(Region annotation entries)
↓
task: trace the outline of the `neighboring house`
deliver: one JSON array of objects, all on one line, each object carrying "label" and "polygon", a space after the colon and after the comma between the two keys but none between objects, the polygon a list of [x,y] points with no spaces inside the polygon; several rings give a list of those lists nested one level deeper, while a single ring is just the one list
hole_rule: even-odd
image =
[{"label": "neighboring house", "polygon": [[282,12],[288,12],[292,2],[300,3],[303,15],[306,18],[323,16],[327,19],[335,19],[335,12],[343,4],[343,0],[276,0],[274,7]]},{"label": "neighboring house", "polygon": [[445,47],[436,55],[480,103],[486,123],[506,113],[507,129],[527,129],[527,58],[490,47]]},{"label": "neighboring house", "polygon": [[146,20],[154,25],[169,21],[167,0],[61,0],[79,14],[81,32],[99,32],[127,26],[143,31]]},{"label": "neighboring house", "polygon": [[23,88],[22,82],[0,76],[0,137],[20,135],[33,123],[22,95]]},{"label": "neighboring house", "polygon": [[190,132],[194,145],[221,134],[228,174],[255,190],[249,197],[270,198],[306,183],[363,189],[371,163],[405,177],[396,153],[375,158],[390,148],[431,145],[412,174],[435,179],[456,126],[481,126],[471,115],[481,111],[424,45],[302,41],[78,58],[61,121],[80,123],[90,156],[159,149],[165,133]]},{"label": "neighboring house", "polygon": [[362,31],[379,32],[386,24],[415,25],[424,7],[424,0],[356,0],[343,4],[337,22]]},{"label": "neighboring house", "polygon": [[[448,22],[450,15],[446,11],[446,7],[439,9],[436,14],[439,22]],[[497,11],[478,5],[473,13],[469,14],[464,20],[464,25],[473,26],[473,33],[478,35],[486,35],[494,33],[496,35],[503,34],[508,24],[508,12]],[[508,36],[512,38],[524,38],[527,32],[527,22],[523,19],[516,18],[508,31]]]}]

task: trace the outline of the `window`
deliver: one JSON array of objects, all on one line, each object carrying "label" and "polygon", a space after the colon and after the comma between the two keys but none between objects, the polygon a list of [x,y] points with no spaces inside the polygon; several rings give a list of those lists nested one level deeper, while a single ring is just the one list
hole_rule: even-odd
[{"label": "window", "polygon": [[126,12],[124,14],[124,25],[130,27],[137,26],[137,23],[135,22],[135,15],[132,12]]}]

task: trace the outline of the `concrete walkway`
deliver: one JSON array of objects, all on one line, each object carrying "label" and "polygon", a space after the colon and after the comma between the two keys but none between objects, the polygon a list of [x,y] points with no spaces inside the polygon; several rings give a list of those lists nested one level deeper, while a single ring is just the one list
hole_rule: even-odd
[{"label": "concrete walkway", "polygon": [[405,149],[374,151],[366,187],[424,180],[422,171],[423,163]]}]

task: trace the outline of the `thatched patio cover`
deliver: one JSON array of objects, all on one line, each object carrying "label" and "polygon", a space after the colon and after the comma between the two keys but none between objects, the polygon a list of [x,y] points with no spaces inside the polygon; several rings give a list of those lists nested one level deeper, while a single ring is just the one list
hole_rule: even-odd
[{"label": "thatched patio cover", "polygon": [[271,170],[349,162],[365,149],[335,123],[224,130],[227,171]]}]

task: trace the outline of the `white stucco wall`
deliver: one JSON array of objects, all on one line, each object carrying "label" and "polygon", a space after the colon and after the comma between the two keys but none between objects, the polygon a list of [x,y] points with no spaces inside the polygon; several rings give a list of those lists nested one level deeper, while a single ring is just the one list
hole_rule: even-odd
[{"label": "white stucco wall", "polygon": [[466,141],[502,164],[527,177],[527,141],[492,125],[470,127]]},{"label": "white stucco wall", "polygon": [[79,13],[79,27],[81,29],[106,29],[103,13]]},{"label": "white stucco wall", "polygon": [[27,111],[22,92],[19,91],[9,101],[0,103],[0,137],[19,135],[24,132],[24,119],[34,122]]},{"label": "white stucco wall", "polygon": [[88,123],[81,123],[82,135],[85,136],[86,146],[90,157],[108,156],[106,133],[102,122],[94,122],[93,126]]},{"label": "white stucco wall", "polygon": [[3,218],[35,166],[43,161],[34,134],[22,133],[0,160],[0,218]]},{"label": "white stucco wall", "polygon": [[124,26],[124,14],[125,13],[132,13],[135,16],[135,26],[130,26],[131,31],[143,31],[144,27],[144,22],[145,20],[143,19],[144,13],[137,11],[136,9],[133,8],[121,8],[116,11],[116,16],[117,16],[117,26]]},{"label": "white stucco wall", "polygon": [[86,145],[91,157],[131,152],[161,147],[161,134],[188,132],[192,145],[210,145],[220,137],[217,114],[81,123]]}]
↑
Job: Restate the whole of the material exactly.

Result below:
task: trace the outline of the `neighboring house`
deliver: one JSON array of objects, all on one line, each object carrying "label" and "polygon", a space after the colon and after the comma between the two keys but none between objects, the polygon a list of [x,y] points with no spaces inside the polygon; several rings give a list of those lists nested one level deeper, while a single ring is just the one list
hole_rule: even-odd
image =
[{"label": "neighboring house", "polygon": [[282,12],[288,12],[292,2],[300,3],[303,15],[306,18],[323,16],[327,19],[335,19],[335,12],[343,4],[343,0],[276,0],[274,7]]},{"label": "neighboring house", "polygon": [[445,47],[436,55],[480,103],[486,123],[506,113],[507,129],[527,129],[527,58],[490,47]]},{"label": "neighboring house", "polygon": [[146,20],[154,25],[169,21],[167,0],[61,0],[79,14],[81,32],[99,32],[127,26],[143,31]]},{"label": "neighboring house", "polygon": [[23,88],[22,82],[0,76],[0,137],[20,135],[33,123],[22,95]]},{"label": "neighboring house", "polygon": [[190,132],[194,145],[221,134],[228,174],[255,190],[249,197],[270,198],[306,183],[363,189],[371,163],[405,177],[396,153],[375,158],[390,148],[431,145],[412,174],[435,179],[456,126],[481,126],[471,115],[481,111],[424,45],[302,41],[78,58],[61,121],[80,123],[90,156],[159,149],[165,133]]},{"label": "neighboring house", "polygon": [[362,31],[379,32],[386,24],[415,25],[424,7],[424,0],[356,0],[343,4],[337,22]]},{"label": "neighboring house", "polygon": [[[448,22],[450,15],[446,11],[446,7],[439,9],[436,14],[439,22]],[[497,11],[478,5],[473,13],[469,14],[464,20],[464,25],[473,26],[473,33],[478,35],[486,35],[494,33],[496,35],[503,34],[508,24],[508,12]],[[508,36],[512,38],[524,38],[527,32],[527,22],[523,19],[516,18],[508,31]]]}]

task: trace the outline of the `window`
deliver: one JSON array of objects, all on one line, each object carrying "label" and "polygon", a space after the colon and after the comma between the two keys but none between objects, the polygon a list of [x,y] points with no spaces inside the polygon; several rings give a list of those lists nested one level deeper, while a single ring is just the one list
hole_rule: even-odd
[{"label": "window", "polygon": [[126,12],[124,14],[124,25],[130,27],[137,26],[137,23],[135,22],[135,15],[132,12]]}]

task: trace the outline of the `concrete walkway`
deliver: one JSON array of objects, all on one line, each object carrying "label" and "polygon", a space after the colon and after the comma between the two keys but none between objects, the polygon a list of [x,y] points with no spaces inside the polygon; several rings give a list of those lists nested one level deeper, while a single ring is just the one list
hole_rule: even-odd
[{"label": "concrete walkway", "polygon": [[405,149],[374,151],[366,187],[424,180],[422,171],[423,163]]}]

task: trace the outline of the `thatched patio cover`
deliver: one JSON array of objects, all on one line, each object carrying "label" and "polygon", a space after the colon and after the comma between the two keys but none between objects, the polygon a list of [x,y] points with no spaces inside the polygon; several rings give a list of those lists nested one level deeper, while a single ring is just the one list
hole_rule: even-odd
[{"label": "thatched patio cover", "polygon": [[271,170],[349,162],[365,149],[335,123],[224,130],[227,171]]}]

task: trace the outline of the `white stucco wall`
deliver: one JSON array of objects, all on one line, each object carrying "label" and "polygon", a space after the colon and after the comma between the two keys but none between objects, the polygon a list of [x,y] points with no spaces inside the polygon; several rings give a list of those lists nested one level deeper, while a single ring is just the one list
hole_rule: even-odd
[{"label": "white stucco wall", "polygon": [[466,141],[502,164],[527,177],[527,141],[492,125],[470,127]]},{"label": "white stucco wall", "polygon": [[79,13],[79,27],[81,29],[106,29],[103,13]]},{"label": "white stucco wall", "polygon": [[27,111],[22,92],[19,91],[9,101],[0,103],[0,137],[19,135],[24,132],[24,119],[34,122]]},{"label": "white stucco wall", "polygon": [[88,123],[81,123],[82,135],[85,136],[86,146],[90,157],[108,156],[106,133],[102,122],[94,122],[93,126]]},{"label": "white stucco wall", "polygon": [[3,218],[35,166],[43,161],[34,134],[22,133],[0,160],[0,218]]},{"label": "white stucco wall", "polygon": [[124,26],[124,14],[125,13],[132,13],[135,16],[135,26],[130,26],[131,31],[143,31],[144,27],[144,22],[145,20],[143,19],[144,13],[137,11],[136,9],[133,8],[121,8],[116,11],[116,16],[117,16],[117,26]]},{"label": "white stucco wall", "polygon": [[86,145],[91,157],[131,152],[161,147],[161,134],[188,132],[192,145],[210,145],[220,137],[217,114],[81,123]]}]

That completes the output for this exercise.